▸ **Text section**:
================

1907 Canadian Imperial Bank of Commerce
Union Bank of Canada Building
Canadian Imperial Bank of Commerce (1907)
Innisfree Prairie Bank of Commerce
Prairie Bank of Commerce
Imperial Bank of Commerce

Links and documents

Construction Date(s)


Listed on the Canadian Register: 2006/03/31

Statement of Significance

Description of Historic Place

The Canadian Bank of Commerce Building is an early twentieth century, two-storey wood building situated on a double corner lot on Innisfree's main street. Built in the Neo-Classical style, the bank features a rounded pediment above the front entrance, fluted pilasters crowned by Ionic capitals, a plain frieze and a pedimented gable containing an ox-eye window.

Heritage Value

The heritage value of the Canadian Bank of Commerce Building lies in its association with the early establishment of financial institutions in Alberta's rural areas. It also possesses heritage value for its fine embodiment of the "Prairie Type" of Neo-Classical architecture commonly used for rural banks in western Canada.

In 1905, the Canadian Northern Railway (C.Nor.R) completed work on its line from Edmonton to Lloydminster. Numerous sidings had been established along the track to service the railway and its workers. One of these sidings, Delnorte, developed into a modest, but prosperous, mixed farming community that also provided services to the surrounding agricultural hinterland. Local lore has it that in 1905, Sir Edmund Walker, general manager of the Canadian Bank of Commerce, toured the Delnorte area and noted the similarities between the landscape of nearby Birch Lake and that of Innisfree, his family retreat beside Ontario's Lake Simcoe. Walker reputedly agreed to provide the settlement with a branch bank in exchange for the townsfolk renaming their community after his summer place. Perhaps as a result, Delnorte became Innisfree and, in 1906, the first Canadian Bank of Commerce branch was established in the community in temporary premises. The following year, the branch relocated to the impressive Neo-Classical bank building that it would occupy for the next nine decades. The founding of the branch bank at Innisfree mirrored the establishment of early financial institutions in other rural communities throughout the province. Banking in western Canada during the first decade of the twentieth century was both highly speculative and highly competitive; financial institutions built banks in promising settlements like Innisfree in the hopes of establishing a regional monopoly. These village banks become essential institutions in rural Alberta, integral parts of the growing agricultural economy of the province after the turn of the century. The bank at Innisfree is one of the earliest village banks still standing in Alberta.

================

▸ **Brief**: From the heritage description of the Innisfree bank building, list every Neo-Classical architectural feature it names.

▸ **Dataset**:

================

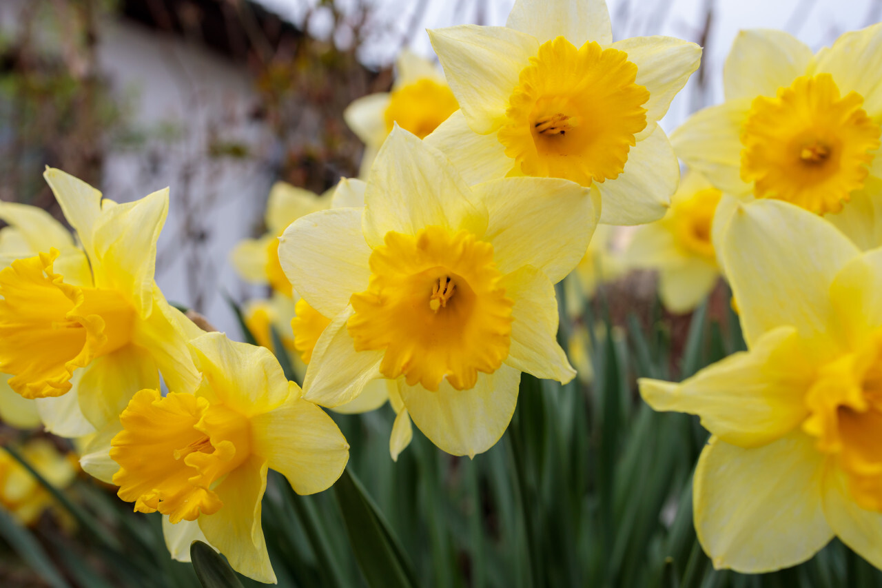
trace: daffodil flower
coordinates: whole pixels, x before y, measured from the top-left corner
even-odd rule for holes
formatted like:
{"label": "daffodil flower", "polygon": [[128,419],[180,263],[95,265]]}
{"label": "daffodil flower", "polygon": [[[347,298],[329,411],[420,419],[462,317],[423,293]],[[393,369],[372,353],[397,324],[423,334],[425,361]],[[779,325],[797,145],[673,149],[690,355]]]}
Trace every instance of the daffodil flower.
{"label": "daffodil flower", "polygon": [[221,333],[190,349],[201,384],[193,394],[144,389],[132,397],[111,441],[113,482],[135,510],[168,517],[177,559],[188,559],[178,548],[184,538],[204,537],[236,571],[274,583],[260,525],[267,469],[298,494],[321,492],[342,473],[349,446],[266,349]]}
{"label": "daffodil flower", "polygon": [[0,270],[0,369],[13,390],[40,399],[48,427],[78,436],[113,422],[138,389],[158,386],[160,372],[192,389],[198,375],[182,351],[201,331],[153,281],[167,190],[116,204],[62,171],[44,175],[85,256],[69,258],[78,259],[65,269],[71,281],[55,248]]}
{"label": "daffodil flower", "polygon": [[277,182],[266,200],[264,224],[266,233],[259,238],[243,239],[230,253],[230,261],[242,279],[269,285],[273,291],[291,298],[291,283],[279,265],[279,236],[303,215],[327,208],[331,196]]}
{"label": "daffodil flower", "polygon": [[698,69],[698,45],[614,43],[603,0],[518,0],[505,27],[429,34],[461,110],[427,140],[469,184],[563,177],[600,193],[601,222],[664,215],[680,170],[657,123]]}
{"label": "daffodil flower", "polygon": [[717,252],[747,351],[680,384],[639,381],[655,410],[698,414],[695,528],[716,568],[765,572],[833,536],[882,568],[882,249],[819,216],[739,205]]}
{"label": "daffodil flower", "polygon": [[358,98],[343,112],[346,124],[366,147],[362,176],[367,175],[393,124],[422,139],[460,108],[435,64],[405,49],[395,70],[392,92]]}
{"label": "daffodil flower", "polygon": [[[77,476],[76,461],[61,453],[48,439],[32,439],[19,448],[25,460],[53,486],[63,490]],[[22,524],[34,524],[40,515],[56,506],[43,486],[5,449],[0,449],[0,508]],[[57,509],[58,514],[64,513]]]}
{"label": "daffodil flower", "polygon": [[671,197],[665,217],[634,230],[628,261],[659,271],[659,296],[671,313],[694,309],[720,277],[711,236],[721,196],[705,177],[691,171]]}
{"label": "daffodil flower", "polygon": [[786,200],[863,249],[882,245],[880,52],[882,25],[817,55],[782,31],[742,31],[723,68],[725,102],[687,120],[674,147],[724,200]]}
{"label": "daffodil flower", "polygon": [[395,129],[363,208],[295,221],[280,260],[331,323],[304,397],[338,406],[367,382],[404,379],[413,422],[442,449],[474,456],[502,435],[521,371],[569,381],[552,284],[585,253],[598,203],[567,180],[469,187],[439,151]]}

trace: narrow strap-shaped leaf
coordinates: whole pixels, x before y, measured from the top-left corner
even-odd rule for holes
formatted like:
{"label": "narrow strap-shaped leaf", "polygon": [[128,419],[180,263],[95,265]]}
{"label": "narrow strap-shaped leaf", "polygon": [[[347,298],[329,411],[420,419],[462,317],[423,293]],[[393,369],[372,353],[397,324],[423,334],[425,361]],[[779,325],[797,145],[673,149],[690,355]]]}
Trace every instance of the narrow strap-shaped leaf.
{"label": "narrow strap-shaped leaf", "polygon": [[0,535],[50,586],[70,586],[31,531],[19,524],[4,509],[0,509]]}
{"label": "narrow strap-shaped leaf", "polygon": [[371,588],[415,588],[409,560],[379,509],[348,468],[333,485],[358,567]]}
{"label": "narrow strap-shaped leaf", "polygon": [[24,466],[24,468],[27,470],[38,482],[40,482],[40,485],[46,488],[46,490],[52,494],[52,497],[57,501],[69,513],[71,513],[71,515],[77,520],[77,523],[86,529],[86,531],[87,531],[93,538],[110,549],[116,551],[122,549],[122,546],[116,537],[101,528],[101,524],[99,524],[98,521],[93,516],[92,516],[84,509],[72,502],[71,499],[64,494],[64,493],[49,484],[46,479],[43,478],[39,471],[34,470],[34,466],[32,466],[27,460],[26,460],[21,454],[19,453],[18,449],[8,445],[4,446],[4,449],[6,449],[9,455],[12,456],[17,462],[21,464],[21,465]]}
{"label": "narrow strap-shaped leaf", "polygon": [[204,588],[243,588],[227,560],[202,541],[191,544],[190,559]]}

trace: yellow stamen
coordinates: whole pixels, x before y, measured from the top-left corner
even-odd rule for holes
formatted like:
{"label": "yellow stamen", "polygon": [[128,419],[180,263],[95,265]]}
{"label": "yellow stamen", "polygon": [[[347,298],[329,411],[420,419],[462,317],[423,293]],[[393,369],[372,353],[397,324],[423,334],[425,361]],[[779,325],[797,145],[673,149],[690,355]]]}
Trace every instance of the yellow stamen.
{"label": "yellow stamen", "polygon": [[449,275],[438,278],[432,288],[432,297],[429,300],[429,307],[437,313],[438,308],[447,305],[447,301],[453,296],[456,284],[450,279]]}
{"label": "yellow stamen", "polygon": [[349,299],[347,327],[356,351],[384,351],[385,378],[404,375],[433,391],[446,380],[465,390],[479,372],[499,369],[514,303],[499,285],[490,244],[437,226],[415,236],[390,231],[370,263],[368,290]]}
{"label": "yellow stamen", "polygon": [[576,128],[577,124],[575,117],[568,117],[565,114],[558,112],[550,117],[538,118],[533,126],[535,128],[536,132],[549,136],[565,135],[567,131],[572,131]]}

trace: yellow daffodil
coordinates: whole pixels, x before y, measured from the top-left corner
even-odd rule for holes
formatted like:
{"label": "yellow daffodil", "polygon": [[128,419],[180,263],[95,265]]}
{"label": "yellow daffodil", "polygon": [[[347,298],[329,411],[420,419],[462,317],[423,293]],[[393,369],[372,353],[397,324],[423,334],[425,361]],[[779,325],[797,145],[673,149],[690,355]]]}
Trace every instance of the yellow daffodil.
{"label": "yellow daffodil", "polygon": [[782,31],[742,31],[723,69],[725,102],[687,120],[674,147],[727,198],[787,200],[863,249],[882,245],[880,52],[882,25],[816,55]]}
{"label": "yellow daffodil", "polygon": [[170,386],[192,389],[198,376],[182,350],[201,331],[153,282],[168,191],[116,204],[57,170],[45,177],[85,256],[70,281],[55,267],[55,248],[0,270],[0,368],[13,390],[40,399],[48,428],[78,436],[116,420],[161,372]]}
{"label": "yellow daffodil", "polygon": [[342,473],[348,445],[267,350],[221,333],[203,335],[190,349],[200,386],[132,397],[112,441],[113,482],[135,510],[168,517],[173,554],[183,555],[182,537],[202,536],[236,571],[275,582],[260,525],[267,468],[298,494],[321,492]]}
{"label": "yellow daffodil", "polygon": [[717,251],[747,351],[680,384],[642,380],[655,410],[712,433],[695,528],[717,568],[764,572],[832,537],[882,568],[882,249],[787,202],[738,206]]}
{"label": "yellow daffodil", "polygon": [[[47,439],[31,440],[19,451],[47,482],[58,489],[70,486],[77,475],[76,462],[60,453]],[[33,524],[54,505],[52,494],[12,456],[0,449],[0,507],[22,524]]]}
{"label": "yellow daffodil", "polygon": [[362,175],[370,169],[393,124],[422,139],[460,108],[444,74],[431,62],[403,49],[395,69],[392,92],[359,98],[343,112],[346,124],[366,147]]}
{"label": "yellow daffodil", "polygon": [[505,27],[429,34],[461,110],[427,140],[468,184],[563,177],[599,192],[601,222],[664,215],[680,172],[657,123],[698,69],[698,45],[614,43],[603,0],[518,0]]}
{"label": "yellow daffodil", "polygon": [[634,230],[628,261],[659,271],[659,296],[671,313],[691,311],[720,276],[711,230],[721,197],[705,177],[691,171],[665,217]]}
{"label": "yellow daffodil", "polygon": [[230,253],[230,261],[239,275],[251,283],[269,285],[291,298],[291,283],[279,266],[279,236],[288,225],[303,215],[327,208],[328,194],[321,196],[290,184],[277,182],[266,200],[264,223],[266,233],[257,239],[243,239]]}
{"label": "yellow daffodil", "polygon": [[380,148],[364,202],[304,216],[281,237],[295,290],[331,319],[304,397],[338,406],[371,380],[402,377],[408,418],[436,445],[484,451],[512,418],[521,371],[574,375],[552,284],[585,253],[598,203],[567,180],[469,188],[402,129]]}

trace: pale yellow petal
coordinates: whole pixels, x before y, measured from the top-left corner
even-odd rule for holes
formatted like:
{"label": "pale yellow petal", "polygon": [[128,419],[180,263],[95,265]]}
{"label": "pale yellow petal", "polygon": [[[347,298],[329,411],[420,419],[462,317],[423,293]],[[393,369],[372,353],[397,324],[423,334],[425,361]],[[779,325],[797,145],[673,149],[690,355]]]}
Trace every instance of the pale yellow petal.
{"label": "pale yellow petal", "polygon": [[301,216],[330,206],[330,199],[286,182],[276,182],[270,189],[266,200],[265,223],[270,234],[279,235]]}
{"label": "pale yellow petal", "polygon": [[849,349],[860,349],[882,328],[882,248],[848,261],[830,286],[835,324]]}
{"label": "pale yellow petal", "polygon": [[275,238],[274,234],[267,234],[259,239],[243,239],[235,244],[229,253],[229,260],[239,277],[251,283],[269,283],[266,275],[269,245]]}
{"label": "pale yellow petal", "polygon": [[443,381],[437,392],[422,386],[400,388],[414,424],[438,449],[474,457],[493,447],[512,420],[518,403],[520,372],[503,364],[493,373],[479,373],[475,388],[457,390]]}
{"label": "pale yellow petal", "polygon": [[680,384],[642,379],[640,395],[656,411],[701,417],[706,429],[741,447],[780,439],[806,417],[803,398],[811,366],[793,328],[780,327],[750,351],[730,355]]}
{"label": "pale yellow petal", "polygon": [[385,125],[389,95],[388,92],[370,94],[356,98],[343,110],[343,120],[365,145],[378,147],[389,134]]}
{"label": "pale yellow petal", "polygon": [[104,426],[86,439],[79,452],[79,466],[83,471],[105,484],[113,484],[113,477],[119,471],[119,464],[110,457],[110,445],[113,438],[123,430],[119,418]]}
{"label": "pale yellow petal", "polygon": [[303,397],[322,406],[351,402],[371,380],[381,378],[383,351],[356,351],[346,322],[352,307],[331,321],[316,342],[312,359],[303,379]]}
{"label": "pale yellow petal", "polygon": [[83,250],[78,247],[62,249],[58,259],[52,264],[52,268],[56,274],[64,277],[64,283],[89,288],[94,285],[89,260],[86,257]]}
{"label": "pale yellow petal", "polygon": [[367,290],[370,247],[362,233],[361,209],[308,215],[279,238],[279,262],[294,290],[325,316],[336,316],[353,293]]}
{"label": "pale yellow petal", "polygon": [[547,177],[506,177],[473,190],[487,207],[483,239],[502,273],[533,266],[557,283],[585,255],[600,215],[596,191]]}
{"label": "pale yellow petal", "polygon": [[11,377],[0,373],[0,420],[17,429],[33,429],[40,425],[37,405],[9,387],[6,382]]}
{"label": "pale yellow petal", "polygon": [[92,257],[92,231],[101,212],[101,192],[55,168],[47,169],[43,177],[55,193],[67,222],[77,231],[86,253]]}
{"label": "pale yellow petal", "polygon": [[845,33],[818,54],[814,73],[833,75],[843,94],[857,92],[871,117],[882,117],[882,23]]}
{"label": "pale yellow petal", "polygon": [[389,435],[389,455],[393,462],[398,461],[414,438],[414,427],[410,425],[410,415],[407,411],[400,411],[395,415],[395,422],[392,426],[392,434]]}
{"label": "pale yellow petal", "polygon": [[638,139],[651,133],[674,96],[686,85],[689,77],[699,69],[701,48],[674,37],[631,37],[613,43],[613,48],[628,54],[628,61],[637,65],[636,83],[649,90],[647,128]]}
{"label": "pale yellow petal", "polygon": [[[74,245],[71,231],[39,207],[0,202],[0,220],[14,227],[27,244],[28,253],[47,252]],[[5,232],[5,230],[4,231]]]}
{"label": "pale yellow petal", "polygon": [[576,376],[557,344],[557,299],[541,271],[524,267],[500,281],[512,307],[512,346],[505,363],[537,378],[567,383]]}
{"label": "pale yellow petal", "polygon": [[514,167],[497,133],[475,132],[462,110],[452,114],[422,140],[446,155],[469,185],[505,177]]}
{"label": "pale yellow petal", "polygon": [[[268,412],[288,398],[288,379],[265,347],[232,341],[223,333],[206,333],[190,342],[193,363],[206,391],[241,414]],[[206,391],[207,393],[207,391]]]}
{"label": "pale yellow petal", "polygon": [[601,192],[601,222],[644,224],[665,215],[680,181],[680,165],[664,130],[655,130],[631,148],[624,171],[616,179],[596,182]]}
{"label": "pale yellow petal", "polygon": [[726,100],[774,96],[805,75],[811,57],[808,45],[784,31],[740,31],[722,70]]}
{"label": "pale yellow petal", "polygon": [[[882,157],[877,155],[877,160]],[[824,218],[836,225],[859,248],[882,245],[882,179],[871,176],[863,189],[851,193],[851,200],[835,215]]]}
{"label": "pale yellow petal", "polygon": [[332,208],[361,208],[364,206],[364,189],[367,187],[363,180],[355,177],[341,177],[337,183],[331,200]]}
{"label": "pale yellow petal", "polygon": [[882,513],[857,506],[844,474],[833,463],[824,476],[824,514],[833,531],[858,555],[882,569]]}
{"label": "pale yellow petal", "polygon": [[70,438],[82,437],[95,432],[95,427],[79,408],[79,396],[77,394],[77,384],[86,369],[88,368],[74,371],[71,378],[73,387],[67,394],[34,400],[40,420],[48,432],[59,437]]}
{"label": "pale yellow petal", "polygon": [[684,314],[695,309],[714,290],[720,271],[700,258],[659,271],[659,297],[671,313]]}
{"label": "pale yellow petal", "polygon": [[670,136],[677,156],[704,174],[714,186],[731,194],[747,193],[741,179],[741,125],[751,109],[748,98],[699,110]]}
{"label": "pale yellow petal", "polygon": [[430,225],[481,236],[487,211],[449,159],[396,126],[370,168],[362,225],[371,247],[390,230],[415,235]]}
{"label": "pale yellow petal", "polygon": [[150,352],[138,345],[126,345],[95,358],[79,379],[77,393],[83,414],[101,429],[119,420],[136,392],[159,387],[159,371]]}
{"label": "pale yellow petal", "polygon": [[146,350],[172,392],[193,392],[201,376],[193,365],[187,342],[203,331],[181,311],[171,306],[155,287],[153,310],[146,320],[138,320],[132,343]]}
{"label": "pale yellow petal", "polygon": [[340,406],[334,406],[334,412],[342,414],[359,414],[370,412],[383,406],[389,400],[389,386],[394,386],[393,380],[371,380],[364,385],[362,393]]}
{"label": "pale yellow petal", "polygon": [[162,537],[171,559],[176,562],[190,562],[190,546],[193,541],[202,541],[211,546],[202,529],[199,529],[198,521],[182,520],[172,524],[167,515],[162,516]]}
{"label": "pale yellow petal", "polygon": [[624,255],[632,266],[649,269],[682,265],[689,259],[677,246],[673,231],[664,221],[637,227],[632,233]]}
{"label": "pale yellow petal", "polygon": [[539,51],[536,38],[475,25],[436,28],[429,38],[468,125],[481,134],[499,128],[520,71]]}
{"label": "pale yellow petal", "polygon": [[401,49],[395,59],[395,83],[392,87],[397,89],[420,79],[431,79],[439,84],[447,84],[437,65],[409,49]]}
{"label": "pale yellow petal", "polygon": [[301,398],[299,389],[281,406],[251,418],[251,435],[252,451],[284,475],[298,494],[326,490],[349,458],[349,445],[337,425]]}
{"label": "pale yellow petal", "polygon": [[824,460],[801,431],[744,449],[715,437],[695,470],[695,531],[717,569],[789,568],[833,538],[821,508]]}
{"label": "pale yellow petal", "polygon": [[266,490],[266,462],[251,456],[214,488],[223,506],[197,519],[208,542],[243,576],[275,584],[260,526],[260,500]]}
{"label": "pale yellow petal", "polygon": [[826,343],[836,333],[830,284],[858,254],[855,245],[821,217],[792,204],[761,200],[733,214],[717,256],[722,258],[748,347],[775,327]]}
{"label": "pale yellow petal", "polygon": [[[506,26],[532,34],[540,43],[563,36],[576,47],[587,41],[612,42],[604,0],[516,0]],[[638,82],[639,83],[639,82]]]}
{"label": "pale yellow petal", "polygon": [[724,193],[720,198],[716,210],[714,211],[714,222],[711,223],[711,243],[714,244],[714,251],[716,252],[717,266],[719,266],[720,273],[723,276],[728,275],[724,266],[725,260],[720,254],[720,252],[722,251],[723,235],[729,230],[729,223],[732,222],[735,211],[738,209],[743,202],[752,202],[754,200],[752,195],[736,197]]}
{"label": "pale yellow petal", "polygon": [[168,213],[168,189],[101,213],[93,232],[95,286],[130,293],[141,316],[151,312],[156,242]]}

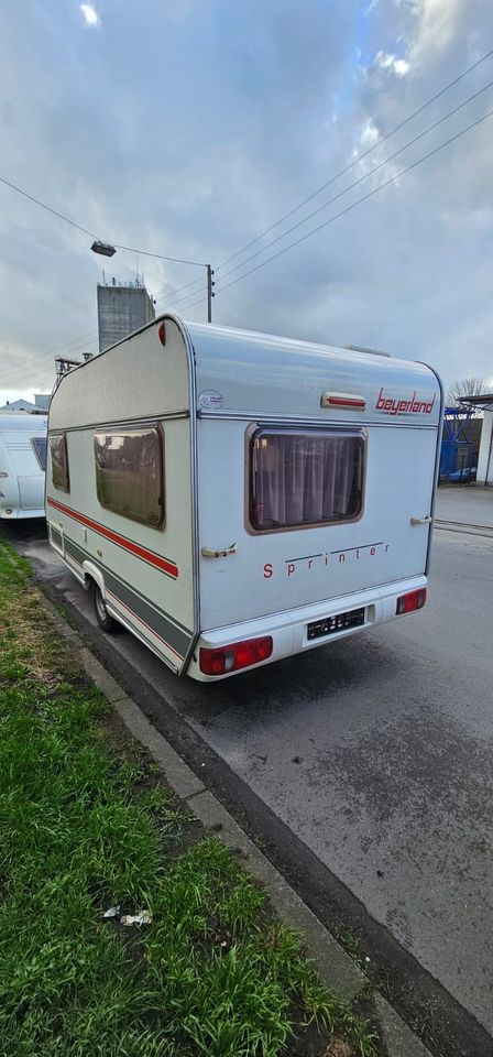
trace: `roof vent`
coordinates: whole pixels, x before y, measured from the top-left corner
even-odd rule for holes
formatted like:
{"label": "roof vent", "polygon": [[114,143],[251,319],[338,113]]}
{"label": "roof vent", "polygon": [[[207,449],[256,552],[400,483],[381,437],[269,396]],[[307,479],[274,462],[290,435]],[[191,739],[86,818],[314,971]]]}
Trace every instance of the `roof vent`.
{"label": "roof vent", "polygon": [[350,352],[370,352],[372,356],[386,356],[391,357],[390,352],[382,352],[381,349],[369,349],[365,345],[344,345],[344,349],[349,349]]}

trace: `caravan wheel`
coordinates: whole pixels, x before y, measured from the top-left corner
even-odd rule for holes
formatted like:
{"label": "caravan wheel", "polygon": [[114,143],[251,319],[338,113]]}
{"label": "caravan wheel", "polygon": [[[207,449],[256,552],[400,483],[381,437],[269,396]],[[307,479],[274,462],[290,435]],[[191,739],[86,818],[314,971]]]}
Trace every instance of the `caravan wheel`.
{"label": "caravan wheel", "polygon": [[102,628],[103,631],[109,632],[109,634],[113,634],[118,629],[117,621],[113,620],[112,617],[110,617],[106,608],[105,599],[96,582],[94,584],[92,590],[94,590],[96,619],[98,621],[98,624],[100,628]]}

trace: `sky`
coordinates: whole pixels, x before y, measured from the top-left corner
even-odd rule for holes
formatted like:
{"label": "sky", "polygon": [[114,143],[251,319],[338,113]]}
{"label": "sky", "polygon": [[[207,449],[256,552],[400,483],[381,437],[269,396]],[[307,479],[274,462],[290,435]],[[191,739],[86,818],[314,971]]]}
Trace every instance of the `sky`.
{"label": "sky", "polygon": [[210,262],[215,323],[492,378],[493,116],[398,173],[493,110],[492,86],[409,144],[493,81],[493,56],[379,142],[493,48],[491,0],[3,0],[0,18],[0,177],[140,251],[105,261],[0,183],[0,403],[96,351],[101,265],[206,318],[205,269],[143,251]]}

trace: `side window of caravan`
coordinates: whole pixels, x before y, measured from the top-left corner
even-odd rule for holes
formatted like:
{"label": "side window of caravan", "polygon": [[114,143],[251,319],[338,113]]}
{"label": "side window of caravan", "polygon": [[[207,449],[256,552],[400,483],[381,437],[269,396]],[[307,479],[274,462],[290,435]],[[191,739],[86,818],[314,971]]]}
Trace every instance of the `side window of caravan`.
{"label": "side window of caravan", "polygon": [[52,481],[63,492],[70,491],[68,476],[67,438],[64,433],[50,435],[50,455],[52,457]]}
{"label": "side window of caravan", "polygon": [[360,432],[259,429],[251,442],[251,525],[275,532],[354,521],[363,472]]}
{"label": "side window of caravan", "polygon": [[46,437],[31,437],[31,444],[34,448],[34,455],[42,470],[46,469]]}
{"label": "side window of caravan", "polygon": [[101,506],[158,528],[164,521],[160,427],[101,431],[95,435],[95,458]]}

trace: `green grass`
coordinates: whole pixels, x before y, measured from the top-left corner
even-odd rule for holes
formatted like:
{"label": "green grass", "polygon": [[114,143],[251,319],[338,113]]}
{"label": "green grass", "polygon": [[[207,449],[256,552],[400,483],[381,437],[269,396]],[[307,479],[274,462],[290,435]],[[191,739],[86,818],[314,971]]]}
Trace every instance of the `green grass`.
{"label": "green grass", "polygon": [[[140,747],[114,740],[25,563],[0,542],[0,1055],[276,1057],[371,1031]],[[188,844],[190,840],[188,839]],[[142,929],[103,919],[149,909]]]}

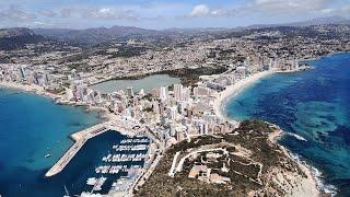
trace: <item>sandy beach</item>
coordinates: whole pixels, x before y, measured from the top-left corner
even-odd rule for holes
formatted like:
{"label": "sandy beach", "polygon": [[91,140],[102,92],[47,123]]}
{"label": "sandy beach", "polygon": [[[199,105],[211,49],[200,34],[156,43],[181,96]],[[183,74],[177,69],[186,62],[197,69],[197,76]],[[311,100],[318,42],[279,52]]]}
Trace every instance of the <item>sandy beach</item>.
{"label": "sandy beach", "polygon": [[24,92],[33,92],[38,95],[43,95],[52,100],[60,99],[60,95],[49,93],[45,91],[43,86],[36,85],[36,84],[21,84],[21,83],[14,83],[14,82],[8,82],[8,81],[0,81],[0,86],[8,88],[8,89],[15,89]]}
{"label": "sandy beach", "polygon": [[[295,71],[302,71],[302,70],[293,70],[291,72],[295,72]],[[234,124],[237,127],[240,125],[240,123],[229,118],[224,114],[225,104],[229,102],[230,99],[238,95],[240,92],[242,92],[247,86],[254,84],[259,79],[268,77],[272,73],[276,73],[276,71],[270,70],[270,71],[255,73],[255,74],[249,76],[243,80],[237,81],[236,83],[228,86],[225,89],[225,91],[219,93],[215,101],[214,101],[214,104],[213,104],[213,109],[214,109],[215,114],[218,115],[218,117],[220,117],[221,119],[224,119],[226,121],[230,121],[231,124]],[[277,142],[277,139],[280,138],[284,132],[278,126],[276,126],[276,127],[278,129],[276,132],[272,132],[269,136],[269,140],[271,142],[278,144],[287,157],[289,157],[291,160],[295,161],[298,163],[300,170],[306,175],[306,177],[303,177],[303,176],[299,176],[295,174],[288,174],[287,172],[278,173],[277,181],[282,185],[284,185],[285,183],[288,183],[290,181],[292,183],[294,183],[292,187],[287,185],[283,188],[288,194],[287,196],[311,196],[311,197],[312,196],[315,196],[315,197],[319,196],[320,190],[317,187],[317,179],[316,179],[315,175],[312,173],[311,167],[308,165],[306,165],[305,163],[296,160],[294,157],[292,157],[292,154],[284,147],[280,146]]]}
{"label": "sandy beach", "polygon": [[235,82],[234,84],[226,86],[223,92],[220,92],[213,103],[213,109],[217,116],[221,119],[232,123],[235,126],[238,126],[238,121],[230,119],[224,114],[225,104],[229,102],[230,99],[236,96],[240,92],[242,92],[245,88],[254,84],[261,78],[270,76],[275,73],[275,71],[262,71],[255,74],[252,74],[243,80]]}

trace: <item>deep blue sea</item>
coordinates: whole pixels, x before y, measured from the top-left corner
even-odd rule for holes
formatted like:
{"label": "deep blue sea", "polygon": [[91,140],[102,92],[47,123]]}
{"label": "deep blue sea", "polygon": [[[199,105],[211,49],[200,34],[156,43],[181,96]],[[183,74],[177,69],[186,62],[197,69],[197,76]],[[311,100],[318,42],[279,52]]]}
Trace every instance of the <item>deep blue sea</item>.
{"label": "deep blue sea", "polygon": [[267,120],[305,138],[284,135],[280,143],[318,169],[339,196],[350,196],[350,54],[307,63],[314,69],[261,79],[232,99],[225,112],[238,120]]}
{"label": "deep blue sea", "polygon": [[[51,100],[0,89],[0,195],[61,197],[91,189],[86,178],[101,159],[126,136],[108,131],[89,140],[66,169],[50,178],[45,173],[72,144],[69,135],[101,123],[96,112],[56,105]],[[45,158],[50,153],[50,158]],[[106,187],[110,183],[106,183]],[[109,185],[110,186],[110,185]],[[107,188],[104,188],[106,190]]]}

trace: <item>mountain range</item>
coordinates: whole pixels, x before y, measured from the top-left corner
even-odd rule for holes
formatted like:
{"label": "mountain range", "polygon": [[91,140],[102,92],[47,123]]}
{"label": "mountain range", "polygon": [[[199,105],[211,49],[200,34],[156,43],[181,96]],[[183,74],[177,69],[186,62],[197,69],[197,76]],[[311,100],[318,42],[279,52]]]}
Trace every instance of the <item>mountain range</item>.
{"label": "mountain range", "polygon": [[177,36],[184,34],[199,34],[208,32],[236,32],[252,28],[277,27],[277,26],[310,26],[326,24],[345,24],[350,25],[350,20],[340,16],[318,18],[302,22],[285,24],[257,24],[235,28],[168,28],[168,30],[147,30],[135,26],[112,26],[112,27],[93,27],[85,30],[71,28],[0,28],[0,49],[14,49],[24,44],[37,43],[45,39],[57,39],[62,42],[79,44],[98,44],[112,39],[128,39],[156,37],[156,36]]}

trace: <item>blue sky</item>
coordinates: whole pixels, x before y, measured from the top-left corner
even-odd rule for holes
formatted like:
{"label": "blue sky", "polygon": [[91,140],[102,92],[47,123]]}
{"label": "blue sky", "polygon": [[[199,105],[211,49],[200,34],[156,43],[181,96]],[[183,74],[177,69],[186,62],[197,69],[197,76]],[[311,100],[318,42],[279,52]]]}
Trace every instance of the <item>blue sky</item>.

================

▸ **Response**:
- A rounded pediment above the front entrance
- Fluted pilasters crowned by Ionic capitals
- A plain frieze
- A pedimented gable containing an ox-eye window